▸ Exercise
Reproduce each of the items below line by line, without changing a single character.

* * * * * * * * *

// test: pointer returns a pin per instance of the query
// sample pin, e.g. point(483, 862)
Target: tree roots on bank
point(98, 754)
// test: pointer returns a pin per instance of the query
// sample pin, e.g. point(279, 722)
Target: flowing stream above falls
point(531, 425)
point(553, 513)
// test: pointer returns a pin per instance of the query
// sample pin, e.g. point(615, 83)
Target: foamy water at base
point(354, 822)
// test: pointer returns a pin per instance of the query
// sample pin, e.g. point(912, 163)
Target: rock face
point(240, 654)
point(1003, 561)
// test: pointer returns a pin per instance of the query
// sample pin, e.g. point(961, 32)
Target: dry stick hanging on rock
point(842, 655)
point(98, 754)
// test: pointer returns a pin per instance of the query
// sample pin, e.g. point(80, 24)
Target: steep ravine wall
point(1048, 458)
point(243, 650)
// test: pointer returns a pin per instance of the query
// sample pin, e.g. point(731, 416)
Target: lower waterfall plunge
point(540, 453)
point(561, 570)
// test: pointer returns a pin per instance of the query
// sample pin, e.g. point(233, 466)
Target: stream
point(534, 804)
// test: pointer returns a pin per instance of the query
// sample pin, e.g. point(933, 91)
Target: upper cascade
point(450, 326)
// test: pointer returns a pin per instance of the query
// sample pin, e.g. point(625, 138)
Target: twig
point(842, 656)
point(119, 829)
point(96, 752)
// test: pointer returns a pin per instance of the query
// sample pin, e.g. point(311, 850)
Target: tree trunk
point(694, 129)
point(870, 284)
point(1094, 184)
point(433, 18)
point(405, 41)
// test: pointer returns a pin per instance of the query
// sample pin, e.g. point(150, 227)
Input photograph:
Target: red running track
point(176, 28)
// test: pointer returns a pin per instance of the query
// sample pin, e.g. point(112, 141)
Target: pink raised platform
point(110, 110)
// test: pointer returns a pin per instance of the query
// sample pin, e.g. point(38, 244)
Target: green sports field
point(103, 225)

* * * * * * * * *

▸ Exercise answer
// test: pointer returns a pin per instance of the query
// sample pin, e.g. point(483, 862)
Target: tree roots on bank
point(98, 754)
// test: pointer returns a pin per instance of the query
// sample pin, e.g. point(279, 722)
Target: flowing stream above falls
point(531, 425)
point(553, 513)
// test: pointer returns a pin per instance of the query
// sample pin, e.g. point(615, 83)
Target: foamy water at base
point(354, 822)
// test: pointer returns a pin per instance of the query
// sample pin, e.g. point(912, 163)
Target: rock face
point(240, 654)
point(1003, 561)
// test: pointer returns a pin per instance of the query
// sample pin, e.g. point(961, 32)
Target: dry stick hanging on rock
point(842, 655)
point(98, 754)
// test: pointer returns a pin per instance of the query
// sample pin, e.g. point(80, 24)
Target: steep ravine wall
point(1048, 458)
point(243, 650)
// test: pointer returns a pin per instance of the query
// sample pin, e.g. point(731, 416)
Target: lower waterfall plunge
point(540, 453)
point(561, 570)
// test: pointer returns a pin per instance of the query
// sample pin, e.g. point(233, 466)
Target: stream
point(534, 804)
// test: pointer returns a pin per instance of the query
// sample pin, e.g. point(933, 91)
Target: upper cascade
point(450, 326)
// test: pointer returns a pin per instance of the query
// sample pin, e.g. point(625, 138)
Target: twig
point(842, 656)
point(119, 829)
point(96, 752)
// test: pointer returns a pin per instance of the query
// sample pin, e.g. point(311, 850)
Target: tree trunk
point(694, 129)
point(870, 284)
point(1094, 184)
point(433, 18)
point(405, 41)
// test: pointer returns a pin per instance of the query
// sample pin, e.g. point(150, 227)
Input photograph:
Target: red running track
point(176, 28)
// test: pointer returns a pin per instance of the query
// sample pin, e.g. point(112, 141)
Target: pink raised platform
point(110, 110)
// test: pointer returns a pin per instance of the query
// sample pin, e.g. point(38, 244)
Target: green sports field
point(103, 225)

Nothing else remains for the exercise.